O sink of sin, O lump of filthiness (will the soul
say to her body), how am I compelled to re-enter you, not as to an
habitation to rest—but as a prison, to be tormented! How do you appear in my
sight, like Jephtha's daughter, to my great torment! Would God you had
perpetually rotted in the grave, that I might never have seen you again! How
shall we be confounded together to hear, before God, angels, and men—laid
open all those secret sins which we committed together! Have I lost heaven
for the love of such a foul carrion? Are you the flesh for whose pleasures I
have yielded to commit so many fornications? O filthy belly! How did I
become such a fool as to make you my god! How insane was I, for momentary
joys—to incur these torments of eternal pains! You rocks and mountains—why
do you skip away from me—and will not fall upon me, to hide me from the face
of him who comes to sit on yonder throne; for the great day of his wrath is
come, and who shall be able to stand? (Rev. 6:16,17) Why tremble you thus, O
earth, at the presence of the Lord—and will not open your mouth, and swallow
me up, as you did Korah—that I may be seen no more?
O evil fiends! I would you might without delay tear me in
pieces—on condition that you would tear me into nothingness!
But while you are thus in vain bewailing your misery, the
angels (Mt. 13:41) drag you violently out of your grave to some place near
the tribunal-seat of Christ; where being, as a cursed goat, separated to
stand on the left hand of the Judge—Christ will pass sentence upon you (Mt.
Within you, your own conscience (more than a thousand
witnesses) shall accuse you. The devils, who tempted you to all your
lewdness, shall on the one side testify with your conscience against
you! And on the other side shall stand the holy saints and angels
approving Christ's justice! Behind you, an hideous noise of
innumerable fellow-reprobates waiting to receive you into their company!
Before you, all the world burning in flaming fire! Above you, an
wrathful Judge of deserved vengeance, ready to pronounce his sentence upon
you! Beneath you, the fiery and sulphurous mouth of the bottomless
pit, gaping to receive you! In this woeful estate, to hide yourself will be
impossible, for you would wish that the greatest rock might fall upon you!
(Rev. 6:16,17). To appear before the holy Lamb will be intolerable, and yet
you must stand forth, to receive with other reprobates, this
sentence—"Depart from me, you cursed one, into everlasting fire, prepared
for the devil and his angels!"
Depart from Me—there is a separation from all joy and
You cursed one—there is a black and direful exclusion
from a holy God.
Into fire—there is the cruelty of pain.
Everlasting—there is the perpetuity of punishment.
Prepared for the devil and his demons—there are your
infernal tormenting and tormented companions.
O terrible sentence! From which the condemned cannot
escape; which being pronounced, cannot possibly be withstood; against which
a man cannot deny, and from which a man can nowhere appeal—so that to the
damned, nothing remains but hellish torments, which know neither ease of
pain, nor end of time! From this judgment-seat you must be thrust by angels,
together with all the devils and reprobates, into the bottomless lake of
utter darkness, that perpetually burns with fire and brimstone (Rev. 21:8).
Whereunto, as you shall be thrust, there shall be such weeping, woes, and
wailing, that the cry of the company of Korah, Dathan, and Abiram, when the
earth swallowed them up, was nothing comparable to this howling! Nay, it
will seem unto you a hell, before you go into hell—but to hear of it.

_PROVIDED MATERIAL_
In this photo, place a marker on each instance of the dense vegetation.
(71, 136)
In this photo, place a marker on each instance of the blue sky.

_THE TASK_
In the passage about the Last Judgment, what does the word "Everlasting" in the sentence of judgment signify?

_COMPLETED EXERCISE_
The perpetuity of punishment.